### WHAT TO PRODUCE
For the data below, report how many lines include the word "roof", and write nothing else.

= Beginning of Section =

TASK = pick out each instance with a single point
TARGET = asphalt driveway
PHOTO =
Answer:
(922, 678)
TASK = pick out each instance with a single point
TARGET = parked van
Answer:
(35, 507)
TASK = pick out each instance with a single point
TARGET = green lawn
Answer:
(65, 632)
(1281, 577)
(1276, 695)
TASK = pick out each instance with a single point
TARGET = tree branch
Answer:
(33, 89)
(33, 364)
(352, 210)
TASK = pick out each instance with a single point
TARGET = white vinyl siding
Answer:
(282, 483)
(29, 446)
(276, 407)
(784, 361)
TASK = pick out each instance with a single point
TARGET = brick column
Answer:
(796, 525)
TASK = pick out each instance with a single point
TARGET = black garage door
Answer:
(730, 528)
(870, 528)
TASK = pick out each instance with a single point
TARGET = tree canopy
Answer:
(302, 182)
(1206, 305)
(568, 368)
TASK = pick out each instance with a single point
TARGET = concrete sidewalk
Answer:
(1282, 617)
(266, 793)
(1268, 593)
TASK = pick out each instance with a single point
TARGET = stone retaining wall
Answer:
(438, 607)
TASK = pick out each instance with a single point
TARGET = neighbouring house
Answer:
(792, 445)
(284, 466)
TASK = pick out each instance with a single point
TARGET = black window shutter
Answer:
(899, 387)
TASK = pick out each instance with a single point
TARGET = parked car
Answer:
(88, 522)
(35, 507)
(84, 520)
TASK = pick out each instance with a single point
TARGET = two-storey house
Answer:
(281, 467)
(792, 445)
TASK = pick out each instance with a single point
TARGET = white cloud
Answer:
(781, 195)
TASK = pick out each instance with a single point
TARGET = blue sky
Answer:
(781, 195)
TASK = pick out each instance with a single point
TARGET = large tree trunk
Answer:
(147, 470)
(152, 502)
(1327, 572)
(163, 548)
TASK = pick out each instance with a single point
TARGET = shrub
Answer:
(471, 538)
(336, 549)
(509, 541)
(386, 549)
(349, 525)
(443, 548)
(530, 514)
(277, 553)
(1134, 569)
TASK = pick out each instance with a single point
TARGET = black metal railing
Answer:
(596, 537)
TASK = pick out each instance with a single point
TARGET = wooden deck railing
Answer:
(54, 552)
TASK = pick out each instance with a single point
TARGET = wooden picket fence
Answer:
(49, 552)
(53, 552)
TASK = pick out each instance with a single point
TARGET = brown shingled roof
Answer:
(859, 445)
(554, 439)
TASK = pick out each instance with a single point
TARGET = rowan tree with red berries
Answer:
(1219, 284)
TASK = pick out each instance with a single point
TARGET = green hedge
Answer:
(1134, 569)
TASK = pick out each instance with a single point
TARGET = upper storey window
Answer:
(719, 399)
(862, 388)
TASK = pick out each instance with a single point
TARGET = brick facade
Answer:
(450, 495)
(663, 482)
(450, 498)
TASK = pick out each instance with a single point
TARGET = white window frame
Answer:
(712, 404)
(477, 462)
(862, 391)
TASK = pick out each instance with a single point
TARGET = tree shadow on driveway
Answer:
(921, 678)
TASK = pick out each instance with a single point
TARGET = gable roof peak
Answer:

= End of Section =
= Beginning of Section =

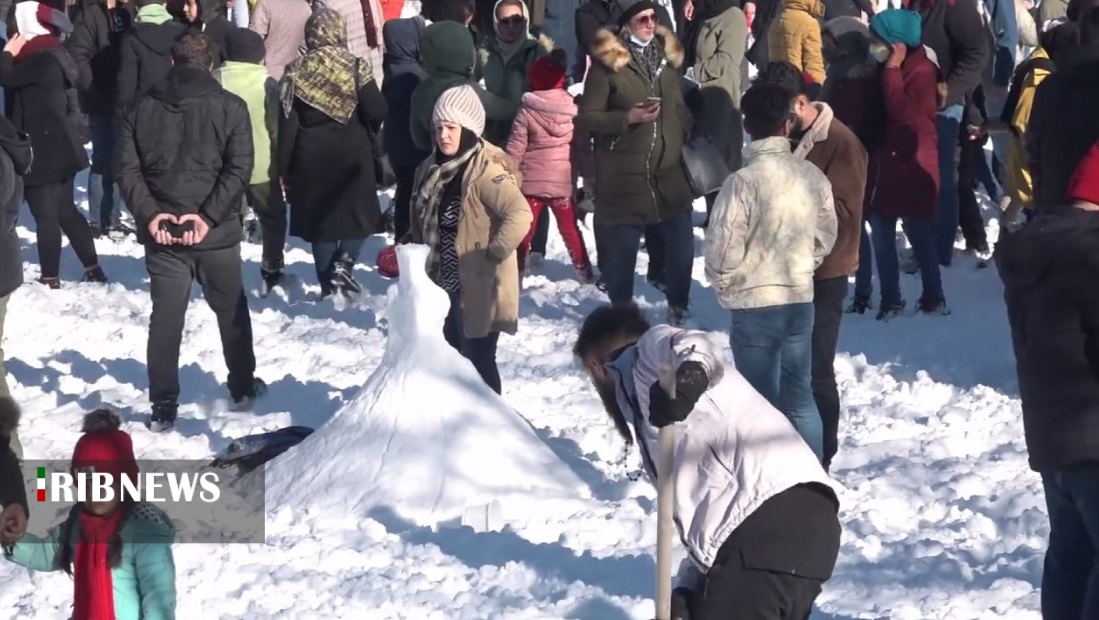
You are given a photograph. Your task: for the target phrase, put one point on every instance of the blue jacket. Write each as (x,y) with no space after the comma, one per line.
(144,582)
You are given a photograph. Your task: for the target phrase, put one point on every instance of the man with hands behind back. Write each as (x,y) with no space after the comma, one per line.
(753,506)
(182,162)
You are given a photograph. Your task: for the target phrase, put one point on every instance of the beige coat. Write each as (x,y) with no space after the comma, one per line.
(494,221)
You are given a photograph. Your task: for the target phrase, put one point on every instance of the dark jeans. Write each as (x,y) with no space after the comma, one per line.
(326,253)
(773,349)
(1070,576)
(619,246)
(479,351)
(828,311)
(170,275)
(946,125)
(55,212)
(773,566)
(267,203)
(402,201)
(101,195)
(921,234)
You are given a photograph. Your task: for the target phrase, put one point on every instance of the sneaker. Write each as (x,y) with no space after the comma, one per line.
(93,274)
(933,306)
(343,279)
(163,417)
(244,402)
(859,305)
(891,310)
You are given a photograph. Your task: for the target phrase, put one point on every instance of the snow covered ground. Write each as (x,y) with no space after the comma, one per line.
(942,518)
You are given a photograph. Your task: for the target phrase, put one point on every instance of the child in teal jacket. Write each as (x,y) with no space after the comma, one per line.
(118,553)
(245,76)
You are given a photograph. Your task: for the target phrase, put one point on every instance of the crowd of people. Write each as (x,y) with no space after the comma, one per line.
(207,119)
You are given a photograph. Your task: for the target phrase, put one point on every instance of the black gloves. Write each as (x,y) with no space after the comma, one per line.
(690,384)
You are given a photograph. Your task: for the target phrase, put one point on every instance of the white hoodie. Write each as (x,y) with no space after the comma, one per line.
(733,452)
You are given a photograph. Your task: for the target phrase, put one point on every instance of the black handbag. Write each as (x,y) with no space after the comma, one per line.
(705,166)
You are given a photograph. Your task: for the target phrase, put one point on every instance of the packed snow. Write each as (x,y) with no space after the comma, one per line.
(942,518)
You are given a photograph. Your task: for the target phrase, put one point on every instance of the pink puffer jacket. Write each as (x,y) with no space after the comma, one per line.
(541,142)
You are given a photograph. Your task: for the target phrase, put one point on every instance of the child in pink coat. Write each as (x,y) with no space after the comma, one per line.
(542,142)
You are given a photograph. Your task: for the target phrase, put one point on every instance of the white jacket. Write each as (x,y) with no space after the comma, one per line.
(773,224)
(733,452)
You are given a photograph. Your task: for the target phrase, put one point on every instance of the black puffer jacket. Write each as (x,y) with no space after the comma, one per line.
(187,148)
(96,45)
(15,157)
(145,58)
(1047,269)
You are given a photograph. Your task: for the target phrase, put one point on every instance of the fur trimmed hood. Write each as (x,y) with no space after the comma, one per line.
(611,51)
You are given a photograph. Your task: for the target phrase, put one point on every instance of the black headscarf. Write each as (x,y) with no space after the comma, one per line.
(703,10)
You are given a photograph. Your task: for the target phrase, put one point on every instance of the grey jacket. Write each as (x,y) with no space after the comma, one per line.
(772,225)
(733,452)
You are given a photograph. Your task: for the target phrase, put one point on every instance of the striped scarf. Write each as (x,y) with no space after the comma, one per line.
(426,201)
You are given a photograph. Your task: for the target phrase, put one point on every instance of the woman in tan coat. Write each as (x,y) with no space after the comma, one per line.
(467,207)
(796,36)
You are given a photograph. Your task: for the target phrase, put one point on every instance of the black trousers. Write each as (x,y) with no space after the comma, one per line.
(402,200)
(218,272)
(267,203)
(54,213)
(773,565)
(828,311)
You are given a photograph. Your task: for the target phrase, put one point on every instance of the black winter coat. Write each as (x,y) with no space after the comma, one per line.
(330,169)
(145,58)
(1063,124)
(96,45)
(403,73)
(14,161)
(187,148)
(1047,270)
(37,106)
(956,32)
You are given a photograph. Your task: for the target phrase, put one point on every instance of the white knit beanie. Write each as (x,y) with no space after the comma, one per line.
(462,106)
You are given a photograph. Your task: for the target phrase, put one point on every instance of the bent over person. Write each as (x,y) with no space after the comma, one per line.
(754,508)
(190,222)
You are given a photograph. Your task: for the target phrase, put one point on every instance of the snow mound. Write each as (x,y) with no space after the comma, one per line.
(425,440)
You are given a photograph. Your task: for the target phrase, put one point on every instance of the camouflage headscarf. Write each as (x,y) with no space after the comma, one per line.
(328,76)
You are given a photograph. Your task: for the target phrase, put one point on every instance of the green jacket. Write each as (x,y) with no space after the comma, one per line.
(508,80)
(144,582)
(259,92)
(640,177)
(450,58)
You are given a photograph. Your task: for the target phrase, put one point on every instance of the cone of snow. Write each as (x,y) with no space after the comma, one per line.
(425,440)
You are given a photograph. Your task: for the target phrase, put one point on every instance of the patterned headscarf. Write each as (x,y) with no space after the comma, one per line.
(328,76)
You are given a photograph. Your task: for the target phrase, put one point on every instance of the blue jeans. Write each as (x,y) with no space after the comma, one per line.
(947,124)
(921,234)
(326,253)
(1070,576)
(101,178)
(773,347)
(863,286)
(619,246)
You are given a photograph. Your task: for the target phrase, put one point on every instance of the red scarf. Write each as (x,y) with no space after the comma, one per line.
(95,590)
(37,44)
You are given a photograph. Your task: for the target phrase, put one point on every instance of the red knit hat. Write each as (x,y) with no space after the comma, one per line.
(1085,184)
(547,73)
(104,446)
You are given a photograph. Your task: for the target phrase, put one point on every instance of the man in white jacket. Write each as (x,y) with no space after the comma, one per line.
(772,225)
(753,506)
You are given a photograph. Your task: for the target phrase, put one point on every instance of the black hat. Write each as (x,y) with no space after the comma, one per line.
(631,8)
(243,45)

= End of Section =

### WRITTEN RESPONSE
2